Rewrite all the records below, changing each "evenodd" to "nonzero" and leaving everything else as it is.
------------
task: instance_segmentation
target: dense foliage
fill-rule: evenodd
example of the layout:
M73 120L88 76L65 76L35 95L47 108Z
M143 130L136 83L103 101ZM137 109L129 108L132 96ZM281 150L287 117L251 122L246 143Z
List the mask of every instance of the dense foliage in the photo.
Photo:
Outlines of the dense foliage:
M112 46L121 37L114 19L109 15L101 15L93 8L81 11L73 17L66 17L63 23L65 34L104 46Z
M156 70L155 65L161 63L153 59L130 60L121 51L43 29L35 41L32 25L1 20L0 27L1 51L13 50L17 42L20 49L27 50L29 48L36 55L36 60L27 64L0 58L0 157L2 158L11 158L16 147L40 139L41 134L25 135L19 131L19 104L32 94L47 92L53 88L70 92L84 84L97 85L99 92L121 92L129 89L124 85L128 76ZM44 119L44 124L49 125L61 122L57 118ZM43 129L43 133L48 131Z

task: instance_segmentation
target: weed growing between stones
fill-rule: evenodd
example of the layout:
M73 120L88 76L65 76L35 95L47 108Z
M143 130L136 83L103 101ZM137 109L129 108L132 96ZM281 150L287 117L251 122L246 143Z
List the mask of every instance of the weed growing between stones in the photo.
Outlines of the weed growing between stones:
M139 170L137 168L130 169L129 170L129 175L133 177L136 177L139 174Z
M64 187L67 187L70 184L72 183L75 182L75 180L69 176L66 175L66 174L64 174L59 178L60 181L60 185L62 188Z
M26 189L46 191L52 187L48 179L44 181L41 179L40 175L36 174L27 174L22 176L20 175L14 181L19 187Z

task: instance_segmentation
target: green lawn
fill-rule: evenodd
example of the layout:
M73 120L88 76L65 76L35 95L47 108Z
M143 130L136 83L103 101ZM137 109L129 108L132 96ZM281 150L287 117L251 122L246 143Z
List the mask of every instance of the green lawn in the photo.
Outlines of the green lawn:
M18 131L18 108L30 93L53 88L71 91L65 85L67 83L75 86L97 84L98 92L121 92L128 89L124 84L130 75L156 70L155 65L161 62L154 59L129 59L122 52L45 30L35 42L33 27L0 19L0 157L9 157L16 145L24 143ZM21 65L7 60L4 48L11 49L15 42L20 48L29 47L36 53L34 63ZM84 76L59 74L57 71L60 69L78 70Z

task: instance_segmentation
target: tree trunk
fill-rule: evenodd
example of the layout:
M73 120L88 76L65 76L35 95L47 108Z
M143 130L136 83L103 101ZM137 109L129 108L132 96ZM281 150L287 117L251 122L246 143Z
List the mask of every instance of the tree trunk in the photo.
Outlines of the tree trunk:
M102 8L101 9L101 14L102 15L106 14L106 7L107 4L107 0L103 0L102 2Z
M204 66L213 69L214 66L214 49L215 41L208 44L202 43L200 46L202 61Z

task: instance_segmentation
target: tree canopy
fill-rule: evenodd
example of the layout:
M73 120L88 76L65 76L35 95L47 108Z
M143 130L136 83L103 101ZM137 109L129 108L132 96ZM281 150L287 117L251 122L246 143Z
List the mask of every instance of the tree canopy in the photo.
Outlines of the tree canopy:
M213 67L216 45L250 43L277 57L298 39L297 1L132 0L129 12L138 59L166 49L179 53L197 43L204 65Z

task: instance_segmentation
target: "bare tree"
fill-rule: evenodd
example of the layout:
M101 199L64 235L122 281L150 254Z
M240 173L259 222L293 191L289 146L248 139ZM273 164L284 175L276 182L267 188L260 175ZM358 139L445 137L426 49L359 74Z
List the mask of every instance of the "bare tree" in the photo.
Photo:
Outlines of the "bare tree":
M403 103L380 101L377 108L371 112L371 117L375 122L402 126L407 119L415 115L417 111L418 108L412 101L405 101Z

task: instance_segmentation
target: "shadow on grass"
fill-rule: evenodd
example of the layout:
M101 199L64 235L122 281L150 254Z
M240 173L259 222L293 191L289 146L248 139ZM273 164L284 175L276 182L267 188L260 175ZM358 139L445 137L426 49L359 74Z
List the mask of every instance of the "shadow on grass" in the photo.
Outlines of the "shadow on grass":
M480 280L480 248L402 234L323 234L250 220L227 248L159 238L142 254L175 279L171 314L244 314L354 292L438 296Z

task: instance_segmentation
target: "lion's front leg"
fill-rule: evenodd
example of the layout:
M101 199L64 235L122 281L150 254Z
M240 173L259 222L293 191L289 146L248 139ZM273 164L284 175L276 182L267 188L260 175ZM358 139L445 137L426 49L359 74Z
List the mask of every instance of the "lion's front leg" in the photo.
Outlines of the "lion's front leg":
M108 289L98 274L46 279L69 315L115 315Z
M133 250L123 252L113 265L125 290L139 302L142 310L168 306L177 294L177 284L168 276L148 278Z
------------
• **The output**:
task: instance_segmentation
target: dense foliage
fill-rule: nonzero
example of the layout:
M73 120L88 76L65 76L35 95L47 108Z
M143 130L136 83L103 101ZM137 109L129 108L132 96ZM281 150L287 117L251 122L246 143Z
List the mask of every instance of the dense foliage in the photo.
Photo:
Outlines of the dense foliage:
M112 46L121 37L114 19L109 15L101 15L93 8L81 11L73 17L66 17L63 23L65 34L104 46Z
M156 70L155 65L161 63L153 59L130 60L121 51L43 29L35 41L32 25L1 20L0 27L1 51L13 50L17 42L20 49L27 50L29 48L36 55L36 60L27 64L0 58L0 157L2 158L11 158L16 147L40 139L41 134L25 135L19 131L19 104L32 94L47 92L53 88L70 92L84 84L97 85L99 92L121 92L129 89L124 85L128 76ZM44 119L44 124L49 125L61 122L57 118ZM43 129L43 133L48 131Z

task: instance_segmentation
target: weed growing between stones
fill-rule: nonzero
example of the layout:
M73 120L88 76L65 76L35 95L47 108Z
M143 130L136 83L103 101ZM137 109L129 108L132 96ZM281 150L287 117L251 122L246 143Z
List the mask of every instance of the weed growing between stones in the photo.
Outlines of the weed growing between stones:
M139 170L137 168L130 169L129 170L129 175L133 177L136 177L139 174Z
M64 187L67 187L70 184L72 183L75 182L75 180L69 176L66 175L66 174L64 174L59 178L60 181L60 185L62 188Z
M26 189L46 191L52 187L48 179L44 181L41 179L40 175L36 174L27 174L22 176L20 175L14 181L19 187Z

task: instance_segmentation
target: green lawn
fill-rule: nonzero
example of the layout:
M73 120L88 76L65 76L35 95L47 108Z
M143 130L136 83L103 101ZM137 109L129 108L132 96ZM281 150L287 117L251 122L246 143Z
List the mask of every instance of the green lawn in the photo.
Outlines of the green lawn:
M18 131L18 108L30 93L53 88L71 91L65 85L67 83L75 86L97 84L98 92L121 92L128 89L124 84L130 75L156 70L155 65L161 62L154 59L129 59L122 52L45 30L35 42L33 27L0 19L0 157L9 157L16 145L24 143ZM21 65L7 60L4 48L11 49L15 42L20 48L29 47L36 53L34 63ZM84 76L59 74L57 71L60 69L78 70Z

task: instance_segmentation
target: tree trunk
fill-rule: nonzero
example of the layout:
M73 120L88 76L65 76L35 95L47 108Z
M143 130L136 83L103 101ZM137 109L129 108L132 96ZM281 150L287 117L251 122L246 143Z
List the mask of every instance of the tree trunk in the photo.
Outlines of the tree trunk:
M102 8L101 9L101 14L102 15L106 14L106 7L107 4L107 0L103 0L102 2Z
M204 66L213 69L214 66L214 49L215 41L208 44L202 43L200 46L202 61Z

task: instance_segmentation
target: tree canopy
fill-rule: nonzero
example of the layout:
M73 120L88 76L65 76L35 95L47 108Z
M143 130L136 83L103 101ZM137 109L129 108L132 96ZM281 150L287 117L251 122L246 143Z
List the mask of every instance of the tree canopy in the photo.
Outlines of the tree canopy:
M213 67L216 45L250 43L277 57L298 39L297 1L132 0L129 12L138 59L166 49L179 53L197 43L204 65Z

task: instance_segmentation
target: "bare tree"
fill-rule: nonzero
example of the layout:
M101 199L64 235L122 281L150 254Z
M240 173L259 222L293 191L289 146L248 139ZM273 164L284 175L276 182L267 188L260 175ZM358 139L445 137L426 49L359 74Z
List the mask of every instance of the "bare tree" in the photo.
Photo:
Outlines of the "bare tree":
M403 103L380 101L377 108L371 112L371 117L375 122L402 126L407 119L415 115L417 111L418 108L412 101L405 101Z

task: instance_segmentation
target: "shadow on grass"
fill-rule: nonzero
example of the layout:
M101 199L64 235L122 281L150 254Z
M240 173L259 222L293 191L289 146L248 139ZM273 164L284 175L276 182L267 188L260 175ZM358 139L445 137L426 49L359 74Z
List the mask of every instance of the "shadow on grass" in the photo.
Outlines of the "shadow on grass":
M480 280L480 248L402 234L323 234L250 220L227 248L159 238L142 254L175 279L171 314L244 314L354 292L438 296Z

task: instance_segmentation
target: "lion's front leg"
fill-rule: nonzero
example of the layout:
M101 199L64 235L122 281L150 254Z
M240 173L259 222L293 191L289 146L248 139ZM273 164L284 175L276 182L267 188L260 175ZM358 139L445 137L426 49L359 74Z
List the mask of every instance of the "lion's front leg" in the photo.
Outlines of the "lion's front leg":
M108 289L98 274L46 279L69 315L115 315Z
M133 250L123 252L113 265L125 290L139 302L142 310L168 306L177 294L177 284L168 276L148 278Z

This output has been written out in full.